Instructions for the task -
Can you lay out everything from the line containing "woman with short" down to the line containing "M 85 84 L 82" as a numbered list, dropping any blank lines?

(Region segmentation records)
● ● ● ● ● ● ●

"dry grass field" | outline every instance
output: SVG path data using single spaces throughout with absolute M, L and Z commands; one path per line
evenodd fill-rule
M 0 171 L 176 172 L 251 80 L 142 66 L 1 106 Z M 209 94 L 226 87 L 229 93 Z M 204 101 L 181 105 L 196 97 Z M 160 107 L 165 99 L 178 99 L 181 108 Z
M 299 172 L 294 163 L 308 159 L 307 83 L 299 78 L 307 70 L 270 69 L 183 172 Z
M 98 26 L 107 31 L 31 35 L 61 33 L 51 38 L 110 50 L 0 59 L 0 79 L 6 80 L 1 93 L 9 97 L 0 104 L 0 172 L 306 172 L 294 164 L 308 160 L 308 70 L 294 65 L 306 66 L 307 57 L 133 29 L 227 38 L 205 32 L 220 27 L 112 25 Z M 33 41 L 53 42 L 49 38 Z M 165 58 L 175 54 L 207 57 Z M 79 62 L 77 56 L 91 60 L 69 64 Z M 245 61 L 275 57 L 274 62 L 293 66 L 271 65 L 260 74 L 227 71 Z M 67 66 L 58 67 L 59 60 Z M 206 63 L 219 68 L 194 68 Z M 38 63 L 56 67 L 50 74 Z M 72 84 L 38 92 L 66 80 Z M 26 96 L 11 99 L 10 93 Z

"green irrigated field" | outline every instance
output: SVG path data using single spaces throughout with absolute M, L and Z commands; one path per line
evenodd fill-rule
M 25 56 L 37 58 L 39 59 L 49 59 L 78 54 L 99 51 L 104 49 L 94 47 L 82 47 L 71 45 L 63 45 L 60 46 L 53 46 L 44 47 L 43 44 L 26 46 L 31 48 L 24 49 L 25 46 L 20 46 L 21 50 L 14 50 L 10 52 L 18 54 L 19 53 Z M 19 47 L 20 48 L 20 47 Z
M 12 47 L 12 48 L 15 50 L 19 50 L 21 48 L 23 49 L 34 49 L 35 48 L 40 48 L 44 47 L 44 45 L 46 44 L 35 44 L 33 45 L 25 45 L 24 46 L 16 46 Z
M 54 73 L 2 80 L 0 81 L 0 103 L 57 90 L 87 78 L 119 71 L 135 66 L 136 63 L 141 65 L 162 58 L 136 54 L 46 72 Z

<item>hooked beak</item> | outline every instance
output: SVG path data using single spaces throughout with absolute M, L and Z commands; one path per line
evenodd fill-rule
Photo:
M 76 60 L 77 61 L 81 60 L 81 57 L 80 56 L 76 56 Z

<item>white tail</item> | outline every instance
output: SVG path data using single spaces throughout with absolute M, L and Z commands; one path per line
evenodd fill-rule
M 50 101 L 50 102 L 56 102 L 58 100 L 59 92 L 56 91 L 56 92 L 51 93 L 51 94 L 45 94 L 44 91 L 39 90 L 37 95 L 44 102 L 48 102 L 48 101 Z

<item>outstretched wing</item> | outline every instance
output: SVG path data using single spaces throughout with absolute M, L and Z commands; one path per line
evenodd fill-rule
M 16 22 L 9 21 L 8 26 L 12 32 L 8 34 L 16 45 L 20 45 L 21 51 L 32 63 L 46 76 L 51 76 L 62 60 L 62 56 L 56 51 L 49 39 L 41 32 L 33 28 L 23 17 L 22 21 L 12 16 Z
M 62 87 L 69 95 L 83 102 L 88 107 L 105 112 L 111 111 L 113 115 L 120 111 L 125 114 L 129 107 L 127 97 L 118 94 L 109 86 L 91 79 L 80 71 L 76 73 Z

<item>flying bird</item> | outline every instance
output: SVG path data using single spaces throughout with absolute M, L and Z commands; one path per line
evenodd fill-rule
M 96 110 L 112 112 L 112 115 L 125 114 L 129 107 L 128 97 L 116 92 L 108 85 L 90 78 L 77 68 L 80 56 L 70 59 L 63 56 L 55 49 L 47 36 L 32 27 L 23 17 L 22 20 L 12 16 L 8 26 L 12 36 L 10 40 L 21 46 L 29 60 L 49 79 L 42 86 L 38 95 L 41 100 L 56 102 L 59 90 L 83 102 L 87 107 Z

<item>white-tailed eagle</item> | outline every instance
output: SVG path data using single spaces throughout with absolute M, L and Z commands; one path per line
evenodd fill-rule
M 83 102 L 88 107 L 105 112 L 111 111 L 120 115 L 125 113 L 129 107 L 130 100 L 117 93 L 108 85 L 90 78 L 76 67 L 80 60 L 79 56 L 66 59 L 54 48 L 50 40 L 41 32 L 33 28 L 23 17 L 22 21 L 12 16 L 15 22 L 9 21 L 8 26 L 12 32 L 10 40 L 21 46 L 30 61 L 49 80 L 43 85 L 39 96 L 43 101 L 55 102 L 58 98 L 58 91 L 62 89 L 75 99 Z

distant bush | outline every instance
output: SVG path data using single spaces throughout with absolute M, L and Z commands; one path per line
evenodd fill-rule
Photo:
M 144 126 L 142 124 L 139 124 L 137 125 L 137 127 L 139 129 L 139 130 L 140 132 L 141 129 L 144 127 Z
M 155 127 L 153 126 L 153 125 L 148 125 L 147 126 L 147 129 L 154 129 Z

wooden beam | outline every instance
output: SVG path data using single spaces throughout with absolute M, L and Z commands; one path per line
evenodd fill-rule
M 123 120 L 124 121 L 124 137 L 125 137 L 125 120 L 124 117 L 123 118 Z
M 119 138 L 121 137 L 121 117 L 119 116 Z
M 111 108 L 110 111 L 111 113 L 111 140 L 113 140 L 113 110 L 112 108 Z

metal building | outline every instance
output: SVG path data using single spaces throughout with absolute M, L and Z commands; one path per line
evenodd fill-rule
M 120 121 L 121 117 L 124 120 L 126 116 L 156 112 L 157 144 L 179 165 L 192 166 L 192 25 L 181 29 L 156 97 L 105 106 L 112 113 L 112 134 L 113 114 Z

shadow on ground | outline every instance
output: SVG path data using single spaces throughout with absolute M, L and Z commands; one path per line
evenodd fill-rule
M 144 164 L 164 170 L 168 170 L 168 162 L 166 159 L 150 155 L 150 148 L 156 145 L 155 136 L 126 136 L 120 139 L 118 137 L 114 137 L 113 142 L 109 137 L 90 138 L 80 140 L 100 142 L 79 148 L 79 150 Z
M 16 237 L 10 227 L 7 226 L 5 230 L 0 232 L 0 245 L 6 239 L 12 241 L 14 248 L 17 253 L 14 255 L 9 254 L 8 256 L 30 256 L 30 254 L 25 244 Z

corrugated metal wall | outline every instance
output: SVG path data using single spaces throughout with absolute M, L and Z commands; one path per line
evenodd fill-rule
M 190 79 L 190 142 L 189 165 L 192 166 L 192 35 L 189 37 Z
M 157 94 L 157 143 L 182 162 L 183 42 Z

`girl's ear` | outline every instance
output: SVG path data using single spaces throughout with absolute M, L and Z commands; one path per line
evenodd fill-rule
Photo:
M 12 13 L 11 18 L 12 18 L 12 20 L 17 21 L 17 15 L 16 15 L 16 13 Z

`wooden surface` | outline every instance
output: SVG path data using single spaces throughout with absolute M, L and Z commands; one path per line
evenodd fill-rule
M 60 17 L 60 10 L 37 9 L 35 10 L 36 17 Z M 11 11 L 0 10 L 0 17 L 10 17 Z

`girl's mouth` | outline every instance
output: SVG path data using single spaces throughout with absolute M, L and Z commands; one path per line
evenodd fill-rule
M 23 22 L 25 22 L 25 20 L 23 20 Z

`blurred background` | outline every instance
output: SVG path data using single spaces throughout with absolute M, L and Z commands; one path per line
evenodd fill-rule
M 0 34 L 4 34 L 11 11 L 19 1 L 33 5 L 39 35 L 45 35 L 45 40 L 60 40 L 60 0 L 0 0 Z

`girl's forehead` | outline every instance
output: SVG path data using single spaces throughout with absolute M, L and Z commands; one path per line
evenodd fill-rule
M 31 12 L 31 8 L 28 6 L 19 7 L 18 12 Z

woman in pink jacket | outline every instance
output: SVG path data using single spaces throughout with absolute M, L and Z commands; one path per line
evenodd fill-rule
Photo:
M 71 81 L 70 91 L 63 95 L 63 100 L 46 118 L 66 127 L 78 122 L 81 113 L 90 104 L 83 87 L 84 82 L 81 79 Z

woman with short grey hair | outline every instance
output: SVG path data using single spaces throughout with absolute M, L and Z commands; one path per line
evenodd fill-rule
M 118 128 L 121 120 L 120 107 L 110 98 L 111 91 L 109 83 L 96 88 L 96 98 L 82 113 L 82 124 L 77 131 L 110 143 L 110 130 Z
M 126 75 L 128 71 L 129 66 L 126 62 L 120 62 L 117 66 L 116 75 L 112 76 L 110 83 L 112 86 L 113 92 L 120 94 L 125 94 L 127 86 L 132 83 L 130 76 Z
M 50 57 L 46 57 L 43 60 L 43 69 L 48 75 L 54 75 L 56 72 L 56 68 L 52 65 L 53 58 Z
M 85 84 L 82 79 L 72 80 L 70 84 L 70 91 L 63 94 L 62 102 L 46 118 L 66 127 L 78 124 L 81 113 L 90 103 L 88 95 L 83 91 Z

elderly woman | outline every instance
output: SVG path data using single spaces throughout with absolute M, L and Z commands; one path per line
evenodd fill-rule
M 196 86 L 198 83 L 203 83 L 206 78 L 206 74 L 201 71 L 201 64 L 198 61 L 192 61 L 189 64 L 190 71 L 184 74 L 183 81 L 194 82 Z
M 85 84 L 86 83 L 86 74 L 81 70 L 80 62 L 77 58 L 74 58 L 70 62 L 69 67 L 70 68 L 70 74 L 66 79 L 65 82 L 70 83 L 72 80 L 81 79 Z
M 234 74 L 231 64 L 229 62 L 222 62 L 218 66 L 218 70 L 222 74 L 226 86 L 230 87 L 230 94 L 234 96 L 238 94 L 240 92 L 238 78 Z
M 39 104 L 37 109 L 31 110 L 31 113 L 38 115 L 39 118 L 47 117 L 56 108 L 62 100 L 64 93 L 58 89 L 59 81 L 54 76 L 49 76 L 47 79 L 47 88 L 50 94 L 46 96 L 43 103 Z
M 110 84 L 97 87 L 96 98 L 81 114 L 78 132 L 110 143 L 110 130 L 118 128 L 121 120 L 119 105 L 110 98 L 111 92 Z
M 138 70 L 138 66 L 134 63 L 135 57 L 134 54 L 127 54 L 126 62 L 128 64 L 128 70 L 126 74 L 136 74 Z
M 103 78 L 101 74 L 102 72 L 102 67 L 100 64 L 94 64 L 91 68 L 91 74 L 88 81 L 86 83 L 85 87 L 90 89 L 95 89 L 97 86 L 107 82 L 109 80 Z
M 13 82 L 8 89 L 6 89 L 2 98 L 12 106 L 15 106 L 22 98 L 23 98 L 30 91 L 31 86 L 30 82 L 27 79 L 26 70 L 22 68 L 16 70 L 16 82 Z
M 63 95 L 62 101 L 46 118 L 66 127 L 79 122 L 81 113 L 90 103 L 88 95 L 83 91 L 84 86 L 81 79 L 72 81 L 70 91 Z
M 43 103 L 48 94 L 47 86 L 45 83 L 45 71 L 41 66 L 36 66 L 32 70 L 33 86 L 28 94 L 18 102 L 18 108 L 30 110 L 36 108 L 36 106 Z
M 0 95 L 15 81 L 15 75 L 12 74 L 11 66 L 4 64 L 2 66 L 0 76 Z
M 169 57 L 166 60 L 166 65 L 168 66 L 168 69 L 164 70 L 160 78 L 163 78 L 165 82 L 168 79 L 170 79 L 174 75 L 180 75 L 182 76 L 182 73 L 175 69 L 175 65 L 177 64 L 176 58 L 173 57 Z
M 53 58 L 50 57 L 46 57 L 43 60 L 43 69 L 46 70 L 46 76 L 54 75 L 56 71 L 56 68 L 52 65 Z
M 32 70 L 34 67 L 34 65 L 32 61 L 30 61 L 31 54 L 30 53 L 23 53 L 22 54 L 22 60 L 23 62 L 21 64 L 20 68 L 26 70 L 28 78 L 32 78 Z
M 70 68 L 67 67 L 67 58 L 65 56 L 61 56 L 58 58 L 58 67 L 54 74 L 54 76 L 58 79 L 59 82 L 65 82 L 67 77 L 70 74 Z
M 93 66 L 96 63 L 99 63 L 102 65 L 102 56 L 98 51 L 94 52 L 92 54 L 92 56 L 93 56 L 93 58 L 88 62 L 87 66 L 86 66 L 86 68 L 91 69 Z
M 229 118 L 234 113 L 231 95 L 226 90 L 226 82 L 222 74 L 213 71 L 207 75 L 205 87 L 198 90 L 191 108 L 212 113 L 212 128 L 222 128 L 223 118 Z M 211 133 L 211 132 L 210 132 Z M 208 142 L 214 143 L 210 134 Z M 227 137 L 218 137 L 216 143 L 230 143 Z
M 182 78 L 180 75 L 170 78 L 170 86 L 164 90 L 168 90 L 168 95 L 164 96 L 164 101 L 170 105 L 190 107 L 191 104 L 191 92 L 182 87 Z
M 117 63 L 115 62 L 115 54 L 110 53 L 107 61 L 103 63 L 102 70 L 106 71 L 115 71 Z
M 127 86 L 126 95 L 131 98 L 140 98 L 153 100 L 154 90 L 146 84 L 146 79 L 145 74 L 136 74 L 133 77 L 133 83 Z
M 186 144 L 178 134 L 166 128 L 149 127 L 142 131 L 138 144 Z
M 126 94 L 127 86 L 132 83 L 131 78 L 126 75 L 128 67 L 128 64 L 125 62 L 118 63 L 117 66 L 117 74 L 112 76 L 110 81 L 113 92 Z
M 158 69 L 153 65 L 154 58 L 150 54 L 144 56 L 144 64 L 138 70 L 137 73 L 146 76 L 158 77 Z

● ● ● ● ● ● ●

Response -
1. woman with short grey hair | outline every instance
2. output: SVG path data using single spaces throughout with absolute M, L and Z commands; one path per line
3. evenodd fill-rule
4. M 118 128 L 121 120 L 120 107 L 110 98 L 111 91 L 109 83 L 96 88 L 96 98 L 82 113 L 82 124 L 77 131 L 110 143 L 110 130 Z
5. M 126 75 L 128 71 L 129 66 L 126 62 L 120 62 L 117 66 L 116 75 L 112 76 L 110 83 L 112 86 L 113 92 L 120 94 L 125 94 L 127 86 L 132 83 L 130 76 Z
6. M 50 57 L 46 57 L 43 60 L 43 69 L 48 75 L 54 75 L 56 72 L 56 68 L 52 65 L 53 58 Z
7. M 85 84 L 82 79 L 72 80 L 70 84 L 70 91 L 63 94 L 62 102 L 46 118 L 66 127 L 78 124 L 81 113 L 90 103 L 88 95 L 83 91 Z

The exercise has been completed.